Michael Schumacher is making “encouraging signs” in his recovery after his horrible skiing accident, his former Ferrari technical head has said.
Ross Brawn has come out and said that there has been a lot of false speculation about the condition of the F1 seven-time world champion and added that the Schumacher family made the best decision to keep details about his condition private.
The 47-year-old racing driver sustained severe head injuries in a skiing accident in December 2013 in the ski resort of Meribel and various stories have been churned out about his condition ever since.
“The family have chosen to conduct Michael’s convalescence in private and I must respect that,” Brawn told the BBC.
“There are encouraging signs and we are all praying every day that we see more of them. So it is difficult for me to say very much and respect the family’s privacy.
“All I would say is there is a lot of speculation about Michael’s condition.
“Most of it’s wrong and we just pray and hope every day that we continue to see some progress and that one day we can see Michael out and about and recovered from his terrible injuries.”
In September a story emerged that Schumacher still cannot walk or stand without help. The information was disclosed as there were court proceedings in Germany.

(Image-grounded pointing data)
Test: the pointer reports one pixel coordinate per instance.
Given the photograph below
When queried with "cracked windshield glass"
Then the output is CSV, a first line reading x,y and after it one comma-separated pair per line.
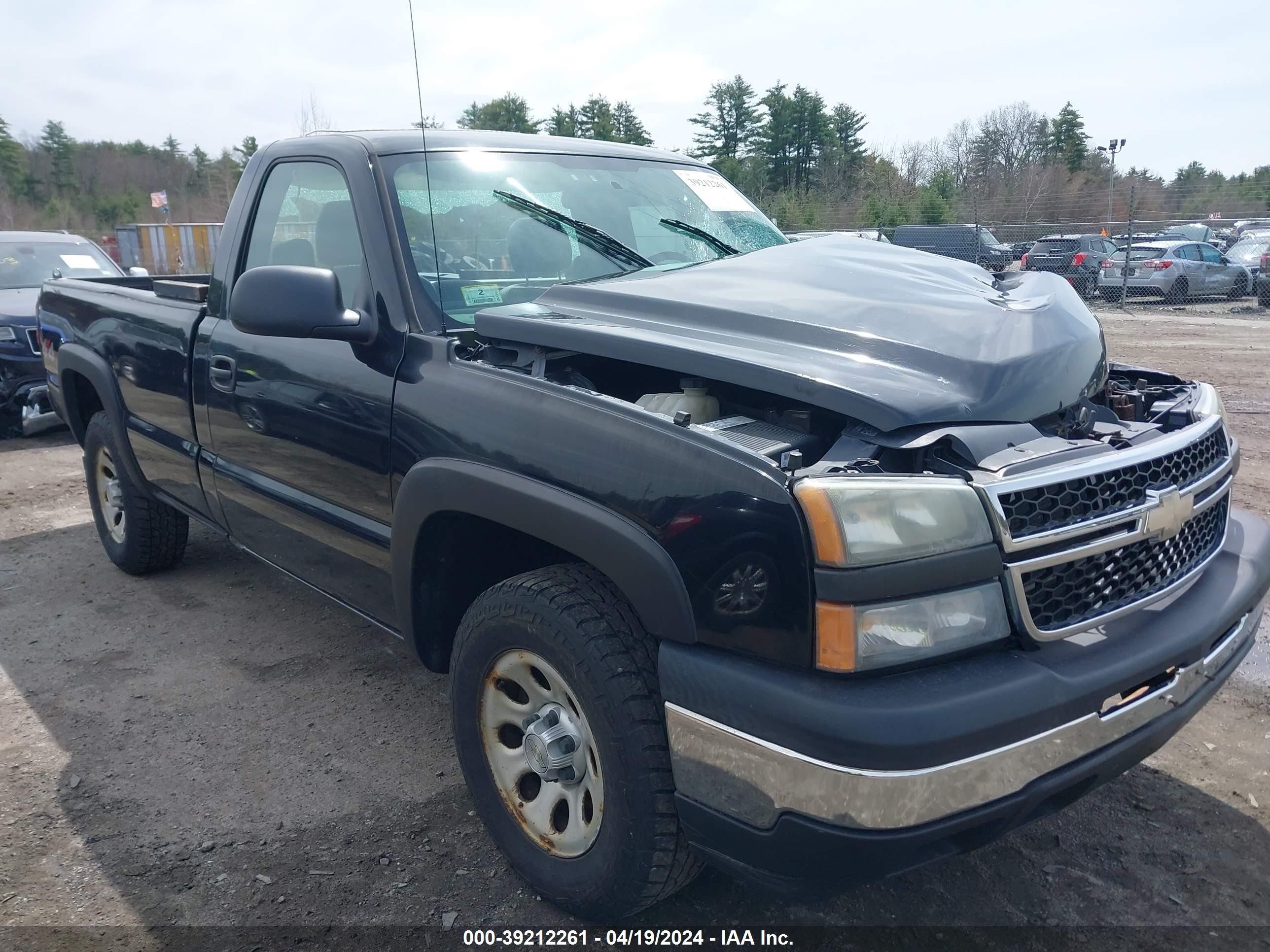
x,y
497,249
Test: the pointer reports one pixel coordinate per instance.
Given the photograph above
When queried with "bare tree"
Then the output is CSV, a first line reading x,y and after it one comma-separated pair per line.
x,y
312,117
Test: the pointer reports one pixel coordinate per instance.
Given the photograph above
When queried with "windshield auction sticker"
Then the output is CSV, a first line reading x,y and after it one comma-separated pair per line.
x,y
714,190
477,295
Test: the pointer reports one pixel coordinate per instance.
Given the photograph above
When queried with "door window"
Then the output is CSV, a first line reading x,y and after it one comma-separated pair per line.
x,y
305,217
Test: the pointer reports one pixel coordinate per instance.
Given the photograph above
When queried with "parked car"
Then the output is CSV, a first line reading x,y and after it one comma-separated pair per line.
x,y
1249,253
27,258
864,234
1250,225
735,549
1178,271
1074,257
960,241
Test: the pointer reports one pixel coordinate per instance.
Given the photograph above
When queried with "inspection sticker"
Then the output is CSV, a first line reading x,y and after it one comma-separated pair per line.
x,y
714,190
84,262
477,295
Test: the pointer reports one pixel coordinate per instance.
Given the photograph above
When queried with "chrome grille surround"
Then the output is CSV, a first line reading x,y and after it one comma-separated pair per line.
x,y
1113,543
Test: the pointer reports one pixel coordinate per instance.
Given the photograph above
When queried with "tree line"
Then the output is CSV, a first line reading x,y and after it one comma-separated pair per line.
x,y
804,162
58,182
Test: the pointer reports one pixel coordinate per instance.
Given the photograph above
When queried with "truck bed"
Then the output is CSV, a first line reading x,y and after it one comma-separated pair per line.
x,y
139,336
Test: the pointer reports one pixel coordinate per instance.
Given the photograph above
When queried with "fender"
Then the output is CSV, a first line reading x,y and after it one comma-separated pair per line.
x,y
97,371
615,545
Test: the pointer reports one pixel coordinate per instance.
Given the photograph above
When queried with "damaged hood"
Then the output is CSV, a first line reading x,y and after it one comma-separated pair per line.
x,y
884,334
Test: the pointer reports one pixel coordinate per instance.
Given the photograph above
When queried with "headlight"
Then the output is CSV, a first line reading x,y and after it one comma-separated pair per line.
x,y
867,521
1209,403
867,638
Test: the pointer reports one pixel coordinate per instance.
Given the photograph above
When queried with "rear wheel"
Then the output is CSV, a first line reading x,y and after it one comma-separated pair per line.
x,y
559,728
140,535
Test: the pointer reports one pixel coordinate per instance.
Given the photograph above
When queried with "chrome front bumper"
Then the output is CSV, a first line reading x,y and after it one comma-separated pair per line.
x,y
756,781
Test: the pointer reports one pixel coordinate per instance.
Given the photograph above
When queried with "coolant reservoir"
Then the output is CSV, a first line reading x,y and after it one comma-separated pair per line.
x,y
694,399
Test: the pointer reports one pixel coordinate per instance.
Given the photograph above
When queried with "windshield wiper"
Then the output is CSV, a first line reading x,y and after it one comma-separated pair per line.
x,y
599,239
719,245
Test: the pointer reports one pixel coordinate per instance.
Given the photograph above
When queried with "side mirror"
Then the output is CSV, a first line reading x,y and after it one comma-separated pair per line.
x,y
295,301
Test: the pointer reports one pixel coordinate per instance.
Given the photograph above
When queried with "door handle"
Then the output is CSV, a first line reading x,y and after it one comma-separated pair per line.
x,y
221,373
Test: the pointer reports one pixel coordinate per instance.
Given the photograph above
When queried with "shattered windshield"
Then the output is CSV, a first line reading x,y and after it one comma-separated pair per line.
x,y
474,249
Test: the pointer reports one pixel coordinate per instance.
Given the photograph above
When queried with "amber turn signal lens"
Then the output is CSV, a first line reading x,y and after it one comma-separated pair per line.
x,y
835,636
823,521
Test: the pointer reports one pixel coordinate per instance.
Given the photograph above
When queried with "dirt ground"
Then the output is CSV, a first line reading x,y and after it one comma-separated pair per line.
x,y
221,747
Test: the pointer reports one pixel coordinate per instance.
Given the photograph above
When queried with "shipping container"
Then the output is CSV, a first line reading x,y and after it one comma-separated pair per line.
x,y
169,249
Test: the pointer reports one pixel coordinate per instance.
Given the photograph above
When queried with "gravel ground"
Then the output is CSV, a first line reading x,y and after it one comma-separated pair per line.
x,y
221,747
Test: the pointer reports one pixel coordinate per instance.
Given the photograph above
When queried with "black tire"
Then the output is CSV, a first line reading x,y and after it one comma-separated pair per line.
x,y
1179,294
578,621
154,535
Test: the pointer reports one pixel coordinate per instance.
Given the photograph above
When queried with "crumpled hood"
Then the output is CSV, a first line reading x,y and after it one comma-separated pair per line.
x,y
18,305
884,334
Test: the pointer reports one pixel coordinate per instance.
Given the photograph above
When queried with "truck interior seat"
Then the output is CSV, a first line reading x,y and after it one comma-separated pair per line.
x,y
338,248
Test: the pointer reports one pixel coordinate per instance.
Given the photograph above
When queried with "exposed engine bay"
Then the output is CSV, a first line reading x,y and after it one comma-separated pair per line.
x,y
1133,407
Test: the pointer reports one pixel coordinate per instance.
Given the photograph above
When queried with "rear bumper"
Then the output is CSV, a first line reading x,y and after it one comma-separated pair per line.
x,y
852,791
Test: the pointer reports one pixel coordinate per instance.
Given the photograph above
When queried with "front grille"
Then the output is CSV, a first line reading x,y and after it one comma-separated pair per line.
x,y
1032,510
1070,593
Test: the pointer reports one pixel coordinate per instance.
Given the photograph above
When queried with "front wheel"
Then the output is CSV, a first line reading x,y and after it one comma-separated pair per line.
x,y
140,535
561,734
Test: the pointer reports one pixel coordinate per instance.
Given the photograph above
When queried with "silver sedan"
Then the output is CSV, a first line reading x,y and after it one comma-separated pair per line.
x,y
1174,270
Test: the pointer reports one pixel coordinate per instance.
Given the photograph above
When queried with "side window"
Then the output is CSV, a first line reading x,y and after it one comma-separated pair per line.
x,y
305,216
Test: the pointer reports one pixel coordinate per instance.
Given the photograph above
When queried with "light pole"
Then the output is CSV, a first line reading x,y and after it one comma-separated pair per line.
x,y
1112,149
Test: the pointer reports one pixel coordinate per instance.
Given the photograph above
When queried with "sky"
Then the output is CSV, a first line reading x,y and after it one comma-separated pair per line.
x,y
1179,82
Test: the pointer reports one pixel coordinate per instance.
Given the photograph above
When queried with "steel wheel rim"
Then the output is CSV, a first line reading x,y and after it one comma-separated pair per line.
x,y
109,494
562,819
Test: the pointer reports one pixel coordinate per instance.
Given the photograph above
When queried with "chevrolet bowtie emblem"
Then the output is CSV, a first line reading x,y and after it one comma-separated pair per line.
x,y
1170,513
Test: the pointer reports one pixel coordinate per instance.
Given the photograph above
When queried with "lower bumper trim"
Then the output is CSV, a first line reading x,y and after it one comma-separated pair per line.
x,y
755,781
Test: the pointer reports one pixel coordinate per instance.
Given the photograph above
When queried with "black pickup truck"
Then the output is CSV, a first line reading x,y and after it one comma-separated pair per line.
x,y
818,560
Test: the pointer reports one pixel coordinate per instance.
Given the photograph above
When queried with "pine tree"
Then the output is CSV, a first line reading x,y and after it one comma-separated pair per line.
x,y
563,122
596,120
628,126
10,158
507,113
731,124
247,150
1067,140
202,164
61,151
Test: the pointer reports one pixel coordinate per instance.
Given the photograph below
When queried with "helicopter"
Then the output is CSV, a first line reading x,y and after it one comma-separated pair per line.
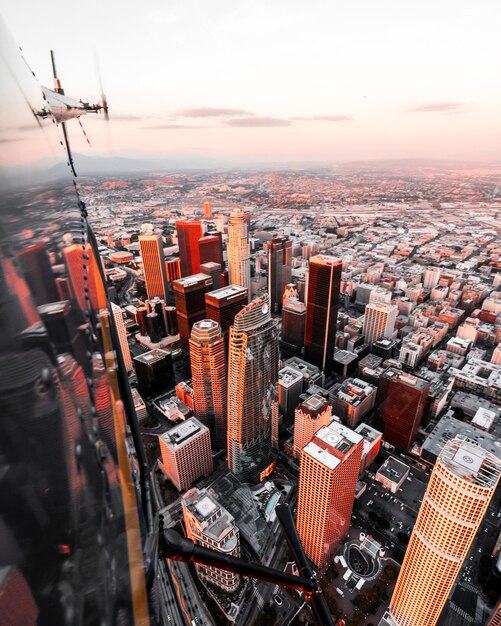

## Task goal
Rewrite the part of the article on Schumacher's recovery that opens with the words "Michael Schumacher is" and closes with "the family’s privacy.", changing "encouraging signs" to "promising signs" throughout.

## Completed task
Michael Schumacher is making “promising signs” in his recovery after his horrible skiing accident, his former Ferrari technical head has said.
Ross Brawn has come out and said that there has been a lot of false speculation about the condition of the F1 seven-time world champion and added that the Schumacher family made the best decision to keep details about his condition private.
The 47-year-old racing driver sustained severe head injuries in a skiing accident in December 2013 in the ski resort of Meribel and various stories have been churned out about his condition ever since.
“The family have chosen to conduct Michael’s convalescence in private and I must respect that,” Brawn told the BBC.
“There are promising signs and we are all praying every day that we see more of them. So it is difficult for me to say very much and respect the family’s privacy.